* _Written problem_: Give back the line where "line as [42,109]." appears and all the lines after it until the listing ends, unchanged and with nothing else.

* _Record extracts_:
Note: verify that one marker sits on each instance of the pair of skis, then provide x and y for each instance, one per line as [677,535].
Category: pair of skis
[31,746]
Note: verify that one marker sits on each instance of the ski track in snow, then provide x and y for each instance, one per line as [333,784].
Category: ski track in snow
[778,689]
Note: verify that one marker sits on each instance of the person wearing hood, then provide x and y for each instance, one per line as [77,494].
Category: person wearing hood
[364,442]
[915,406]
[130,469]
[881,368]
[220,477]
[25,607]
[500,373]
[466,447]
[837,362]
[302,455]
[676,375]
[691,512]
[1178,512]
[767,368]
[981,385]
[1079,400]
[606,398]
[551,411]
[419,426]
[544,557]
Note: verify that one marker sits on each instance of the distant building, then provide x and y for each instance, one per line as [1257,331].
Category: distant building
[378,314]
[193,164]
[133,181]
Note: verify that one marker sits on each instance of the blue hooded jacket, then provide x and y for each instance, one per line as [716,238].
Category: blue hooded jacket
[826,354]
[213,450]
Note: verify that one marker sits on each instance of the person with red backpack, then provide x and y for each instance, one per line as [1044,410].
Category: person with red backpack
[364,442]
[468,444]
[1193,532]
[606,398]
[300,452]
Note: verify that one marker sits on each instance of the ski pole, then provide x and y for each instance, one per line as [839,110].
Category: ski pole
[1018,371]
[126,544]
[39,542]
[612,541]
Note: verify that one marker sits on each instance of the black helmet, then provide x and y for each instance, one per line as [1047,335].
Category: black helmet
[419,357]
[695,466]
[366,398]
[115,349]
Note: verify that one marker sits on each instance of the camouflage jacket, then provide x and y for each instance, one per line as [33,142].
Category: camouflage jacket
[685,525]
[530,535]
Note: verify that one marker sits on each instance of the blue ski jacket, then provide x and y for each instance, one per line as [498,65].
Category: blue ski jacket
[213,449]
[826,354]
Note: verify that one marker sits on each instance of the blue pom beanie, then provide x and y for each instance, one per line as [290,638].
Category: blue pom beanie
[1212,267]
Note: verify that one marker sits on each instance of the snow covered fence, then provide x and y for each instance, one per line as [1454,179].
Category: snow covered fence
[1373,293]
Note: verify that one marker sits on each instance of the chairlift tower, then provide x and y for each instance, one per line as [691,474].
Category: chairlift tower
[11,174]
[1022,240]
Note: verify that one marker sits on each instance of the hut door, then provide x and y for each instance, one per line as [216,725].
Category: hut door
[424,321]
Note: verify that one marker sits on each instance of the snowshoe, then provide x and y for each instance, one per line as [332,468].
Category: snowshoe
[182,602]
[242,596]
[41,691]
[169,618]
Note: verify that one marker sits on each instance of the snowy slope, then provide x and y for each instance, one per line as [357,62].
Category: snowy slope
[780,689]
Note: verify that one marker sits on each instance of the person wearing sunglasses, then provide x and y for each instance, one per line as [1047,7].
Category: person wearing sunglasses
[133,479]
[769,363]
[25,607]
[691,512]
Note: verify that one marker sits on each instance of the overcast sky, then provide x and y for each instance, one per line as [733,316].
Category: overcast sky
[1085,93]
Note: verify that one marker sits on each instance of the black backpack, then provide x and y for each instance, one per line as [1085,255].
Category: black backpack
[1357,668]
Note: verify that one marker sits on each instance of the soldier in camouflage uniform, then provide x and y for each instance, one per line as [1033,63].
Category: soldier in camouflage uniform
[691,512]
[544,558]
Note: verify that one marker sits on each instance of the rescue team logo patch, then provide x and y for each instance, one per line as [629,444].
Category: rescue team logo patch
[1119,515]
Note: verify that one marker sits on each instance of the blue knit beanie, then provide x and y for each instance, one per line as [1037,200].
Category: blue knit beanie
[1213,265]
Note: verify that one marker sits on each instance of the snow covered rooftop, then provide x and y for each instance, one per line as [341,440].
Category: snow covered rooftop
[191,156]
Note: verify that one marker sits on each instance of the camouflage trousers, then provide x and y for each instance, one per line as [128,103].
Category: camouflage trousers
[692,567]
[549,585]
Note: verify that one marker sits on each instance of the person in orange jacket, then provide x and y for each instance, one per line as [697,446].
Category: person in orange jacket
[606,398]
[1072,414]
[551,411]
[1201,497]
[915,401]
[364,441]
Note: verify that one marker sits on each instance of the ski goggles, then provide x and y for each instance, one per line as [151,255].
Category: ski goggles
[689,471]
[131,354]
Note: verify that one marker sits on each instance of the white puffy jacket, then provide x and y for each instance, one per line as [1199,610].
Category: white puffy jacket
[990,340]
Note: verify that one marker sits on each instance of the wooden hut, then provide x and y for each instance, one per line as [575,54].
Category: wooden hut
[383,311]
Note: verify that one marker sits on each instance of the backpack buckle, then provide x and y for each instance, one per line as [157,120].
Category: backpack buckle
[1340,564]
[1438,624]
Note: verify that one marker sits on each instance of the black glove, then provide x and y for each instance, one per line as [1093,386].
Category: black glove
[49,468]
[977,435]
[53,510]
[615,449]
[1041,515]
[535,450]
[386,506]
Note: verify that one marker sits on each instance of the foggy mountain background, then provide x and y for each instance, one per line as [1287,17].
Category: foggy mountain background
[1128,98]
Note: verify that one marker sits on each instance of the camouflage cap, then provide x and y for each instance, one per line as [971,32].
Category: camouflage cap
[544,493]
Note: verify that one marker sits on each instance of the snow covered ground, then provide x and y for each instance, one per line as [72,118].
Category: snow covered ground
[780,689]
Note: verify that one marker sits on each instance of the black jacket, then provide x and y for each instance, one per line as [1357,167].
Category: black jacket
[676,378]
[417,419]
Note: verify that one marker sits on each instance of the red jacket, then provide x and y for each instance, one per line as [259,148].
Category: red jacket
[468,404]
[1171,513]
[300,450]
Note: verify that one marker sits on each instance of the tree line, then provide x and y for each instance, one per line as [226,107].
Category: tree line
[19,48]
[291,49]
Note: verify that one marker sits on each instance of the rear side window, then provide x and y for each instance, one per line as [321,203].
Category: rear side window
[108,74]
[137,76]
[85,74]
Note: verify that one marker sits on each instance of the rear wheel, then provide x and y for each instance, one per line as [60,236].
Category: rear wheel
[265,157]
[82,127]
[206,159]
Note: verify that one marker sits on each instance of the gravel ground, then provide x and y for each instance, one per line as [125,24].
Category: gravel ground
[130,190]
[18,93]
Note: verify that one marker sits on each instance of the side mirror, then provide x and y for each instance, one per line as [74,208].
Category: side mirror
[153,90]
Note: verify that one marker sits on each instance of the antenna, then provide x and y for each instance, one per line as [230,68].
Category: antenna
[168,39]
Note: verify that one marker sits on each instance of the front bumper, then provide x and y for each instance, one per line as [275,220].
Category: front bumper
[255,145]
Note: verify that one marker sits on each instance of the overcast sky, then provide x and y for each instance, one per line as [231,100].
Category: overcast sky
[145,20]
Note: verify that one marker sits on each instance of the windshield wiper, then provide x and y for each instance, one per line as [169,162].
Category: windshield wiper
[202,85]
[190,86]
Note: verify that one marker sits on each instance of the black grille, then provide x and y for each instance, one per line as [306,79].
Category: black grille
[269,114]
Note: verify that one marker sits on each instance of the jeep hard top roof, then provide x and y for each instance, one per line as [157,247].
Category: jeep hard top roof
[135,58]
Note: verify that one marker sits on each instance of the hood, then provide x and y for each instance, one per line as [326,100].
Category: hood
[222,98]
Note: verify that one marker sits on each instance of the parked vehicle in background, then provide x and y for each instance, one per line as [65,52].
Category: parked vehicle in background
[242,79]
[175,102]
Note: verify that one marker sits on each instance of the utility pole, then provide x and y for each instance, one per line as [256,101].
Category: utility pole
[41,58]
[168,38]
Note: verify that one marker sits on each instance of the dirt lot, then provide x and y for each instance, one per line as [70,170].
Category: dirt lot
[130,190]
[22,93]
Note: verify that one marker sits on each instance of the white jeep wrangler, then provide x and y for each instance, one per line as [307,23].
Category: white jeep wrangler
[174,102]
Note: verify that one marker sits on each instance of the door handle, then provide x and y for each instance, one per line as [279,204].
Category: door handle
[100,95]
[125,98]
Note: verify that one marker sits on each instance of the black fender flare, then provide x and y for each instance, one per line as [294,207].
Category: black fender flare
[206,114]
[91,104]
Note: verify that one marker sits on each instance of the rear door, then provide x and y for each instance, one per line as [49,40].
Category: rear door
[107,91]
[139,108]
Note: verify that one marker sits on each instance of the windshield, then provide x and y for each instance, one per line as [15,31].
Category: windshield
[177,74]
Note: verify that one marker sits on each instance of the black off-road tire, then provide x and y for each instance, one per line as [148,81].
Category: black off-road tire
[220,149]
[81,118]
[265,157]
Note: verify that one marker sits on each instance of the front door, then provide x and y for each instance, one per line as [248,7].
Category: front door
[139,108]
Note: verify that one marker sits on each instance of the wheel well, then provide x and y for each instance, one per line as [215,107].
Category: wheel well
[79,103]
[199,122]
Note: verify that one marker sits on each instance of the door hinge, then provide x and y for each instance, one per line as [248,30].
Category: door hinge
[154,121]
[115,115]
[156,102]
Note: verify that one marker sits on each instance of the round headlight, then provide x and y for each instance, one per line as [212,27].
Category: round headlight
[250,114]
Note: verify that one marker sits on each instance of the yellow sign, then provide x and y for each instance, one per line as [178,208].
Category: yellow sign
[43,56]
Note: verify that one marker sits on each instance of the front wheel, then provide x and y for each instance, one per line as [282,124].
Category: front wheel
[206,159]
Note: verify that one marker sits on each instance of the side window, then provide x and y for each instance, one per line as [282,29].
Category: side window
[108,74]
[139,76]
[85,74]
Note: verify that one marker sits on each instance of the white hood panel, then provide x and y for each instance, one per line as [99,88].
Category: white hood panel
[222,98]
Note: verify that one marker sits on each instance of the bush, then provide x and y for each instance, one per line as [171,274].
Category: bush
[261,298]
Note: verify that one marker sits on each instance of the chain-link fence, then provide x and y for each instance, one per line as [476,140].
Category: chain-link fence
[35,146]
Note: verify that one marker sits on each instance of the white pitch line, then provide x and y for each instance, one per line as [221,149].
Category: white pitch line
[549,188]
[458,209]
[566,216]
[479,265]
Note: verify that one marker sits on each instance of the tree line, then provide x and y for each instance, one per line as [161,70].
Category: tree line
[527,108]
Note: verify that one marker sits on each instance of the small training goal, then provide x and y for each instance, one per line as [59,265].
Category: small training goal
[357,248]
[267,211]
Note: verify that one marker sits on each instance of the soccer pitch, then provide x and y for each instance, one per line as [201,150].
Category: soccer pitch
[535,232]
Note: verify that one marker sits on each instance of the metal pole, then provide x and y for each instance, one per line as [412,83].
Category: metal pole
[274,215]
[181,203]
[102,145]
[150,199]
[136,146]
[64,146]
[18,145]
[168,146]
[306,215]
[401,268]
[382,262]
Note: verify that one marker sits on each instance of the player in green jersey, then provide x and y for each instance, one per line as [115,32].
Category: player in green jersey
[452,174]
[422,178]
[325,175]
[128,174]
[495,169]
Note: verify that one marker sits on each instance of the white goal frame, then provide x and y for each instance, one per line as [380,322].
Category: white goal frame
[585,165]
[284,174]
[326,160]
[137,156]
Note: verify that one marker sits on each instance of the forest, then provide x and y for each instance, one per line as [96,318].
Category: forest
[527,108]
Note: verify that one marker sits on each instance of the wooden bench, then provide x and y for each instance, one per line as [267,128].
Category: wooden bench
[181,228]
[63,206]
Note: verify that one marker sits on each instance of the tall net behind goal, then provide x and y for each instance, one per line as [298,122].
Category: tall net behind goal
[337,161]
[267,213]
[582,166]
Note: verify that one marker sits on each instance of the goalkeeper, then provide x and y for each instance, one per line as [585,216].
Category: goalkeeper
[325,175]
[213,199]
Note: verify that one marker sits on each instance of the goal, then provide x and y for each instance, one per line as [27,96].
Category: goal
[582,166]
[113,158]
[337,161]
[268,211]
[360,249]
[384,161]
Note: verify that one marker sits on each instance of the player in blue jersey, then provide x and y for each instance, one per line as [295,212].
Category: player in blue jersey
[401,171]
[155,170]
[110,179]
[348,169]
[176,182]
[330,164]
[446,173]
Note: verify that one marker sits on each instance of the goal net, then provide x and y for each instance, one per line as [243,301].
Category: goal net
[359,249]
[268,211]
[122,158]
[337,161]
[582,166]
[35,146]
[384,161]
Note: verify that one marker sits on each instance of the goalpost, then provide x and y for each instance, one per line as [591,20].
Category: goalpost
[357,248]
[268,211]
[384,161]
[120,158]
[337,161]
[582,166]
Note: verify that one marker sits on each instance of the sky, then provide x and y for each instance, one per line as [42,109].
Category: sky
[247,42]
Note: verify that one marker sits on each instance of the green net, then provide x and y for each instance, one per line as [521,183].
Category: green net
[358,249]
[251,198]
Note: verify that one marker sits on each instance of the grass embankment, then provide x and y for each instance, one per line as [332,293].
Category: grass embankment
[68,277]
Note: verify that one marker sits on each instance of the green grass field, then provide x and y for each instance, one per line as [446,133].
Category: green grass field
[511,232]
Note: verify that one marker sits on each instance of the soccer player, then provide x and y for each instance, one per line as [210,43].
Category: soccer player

* _Exercise answer_:
Note: verify that one marker sits on each instance of the sky, then provide x and y for each instance, one per line as [42,109].
Category: sky
[247,42]
Note: verify that one marker sits on each instance of the green net, then provide x and y for each instance, one per line as [521,183].
Category: green net
[358,249]
[251,198]
Note: verify that one marker sits on each instance of the grass embankment, then provide x and y for each instance, one per line as [332,293].
Category: grass embankment
[68,277]
Note: verify that one marker sits on each instance of the green grass field, then provide x and y for each instance, one per line as [446,133].
Category: green grass field
[511,232]
Note: verify that one marker sits on each instance of the soccer player, then provide x and y for each instance, one per line as [210,43].
Category: soccer player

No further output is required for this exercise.